Page
ELEMENTAL MUSIC PRESENTS TALES, STUNNING UNRELEASED RECORDINGS BY BILL EVANS, AS ITS 2023 LP RELEASE FOR RSD BLACK FRIDAY ON NOV 24th
Collection Features Hitherto Unheard Performances from the Pianist’s First European Tour in 1964, Featuring Bassist Chuck Israels and Drummer Larry Bunker
Also Due as a CD in December, Set is 11th Package of Unissued Music Authorized by the Bill Evans Estate and Produced by “Jazz Detective” Zev Feldman
Tales, a scintillating set of hitherto unissued music by Bill Evans, recorded in Copenhagen, Denmark, during the master jazz pianist’s first European tour in 1964, will be presented by Elemental Music as its RSD Black Friday release on November 24.
The collection — recorded by Evans, bassist Chuck Israels, and drummer Larry Bunker in Danish radio’s Radiohuset studio and TV-BYEN (TV City) on August 10 and 25, 1964, respectively — will arrive as a limited edition 180-gram vinyl LP, mastered by the legendary Bernie Grundman, as an RSD Black Friday exclusive. A CD edition including all of the annotation and rare photographs in the LP set, will be released on December 1.
The album will include liner notes by Evans scholar Marc Meyers and new interviews with Israels and Bunker’s widow Brandyn Bunker.
Tales is the 11th package of previously unreleased Evans material produced by Zev Feldman, the award-winning “Jazz Detective,” in partnership with Elemental’s Carlos Agustin Camembert and Jordi Soley, and fully authorized by the Bill Evans Estate. It is a sequel to Elemental Music’s previous collection Treasures, a widely praised set of 1965-69 Evans recordings made in Denmark in trio, solo, and orchestral settings that the label produced for Record Store Day this April.

Requirement
Reproduce the passage of the Bill Evans Tales announcement that begins at the words "The collection —" and stops after the words "widow Brandyn Bunker.". The material after this point comes from a separate source and is unrelated to the text above.

Given data
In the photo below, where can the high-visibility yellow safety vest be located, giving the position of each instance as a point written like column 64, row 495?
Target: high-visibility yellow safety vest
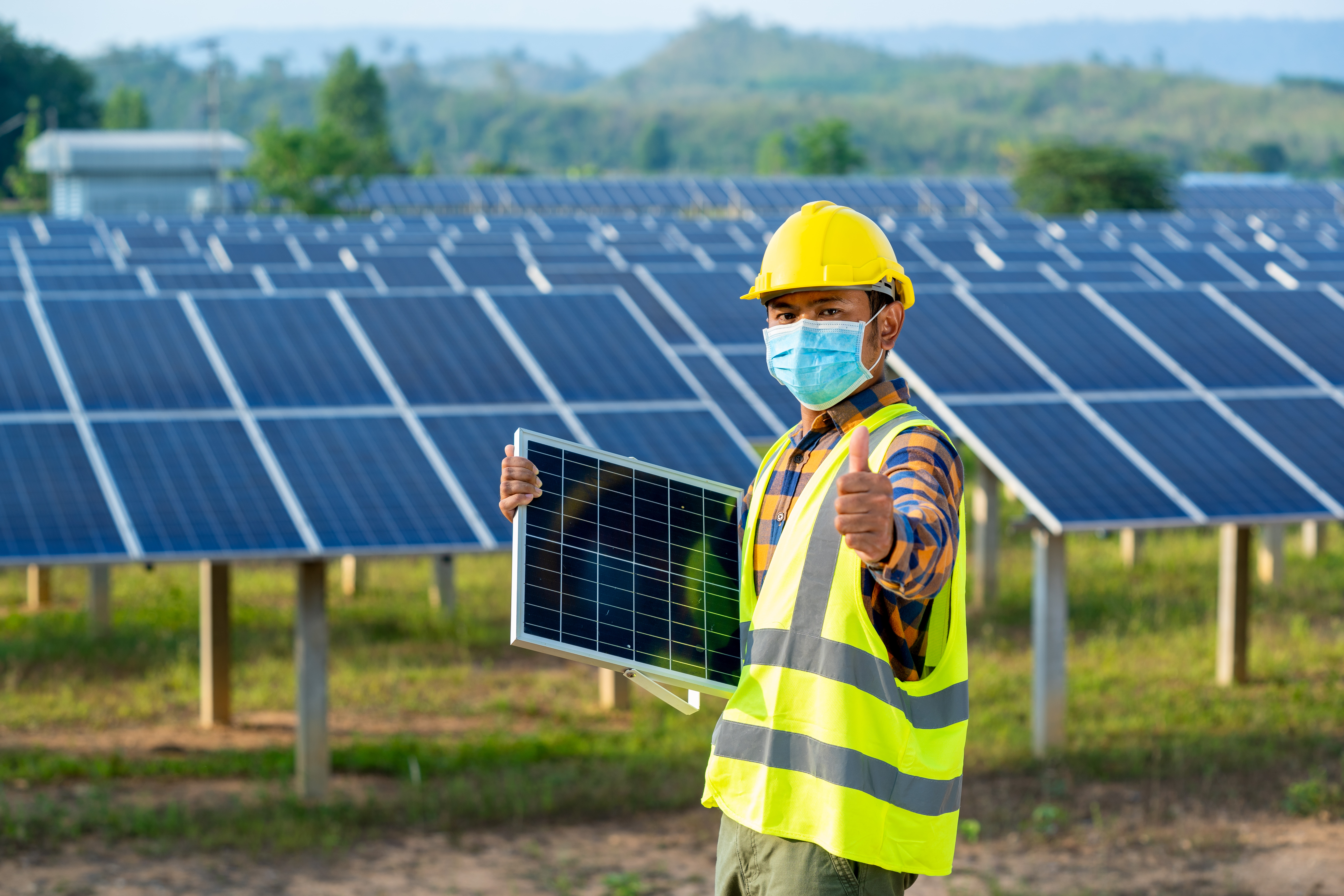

Answer to this exercise
The collection — recorded by Evans, bassist Chuck Israels, and drummer Larry Bunker in Danish radio’s Radiohuset studio and TV-BYEN (TV City) on August 10 and 25, 1964, respectively — will arrive as a limited edition 180-gram vinyl LP, mastered by the legendary Bernie Grundman, as an RSD Black Friday exclusive. A CD edition including all of the annotation and rare photographs in the LP set, will be released on December 1.
The album will include liner notes by Evans scholar Marc Meyers and new interviews with Israels and Bunker’s widow Brandyn Bunker.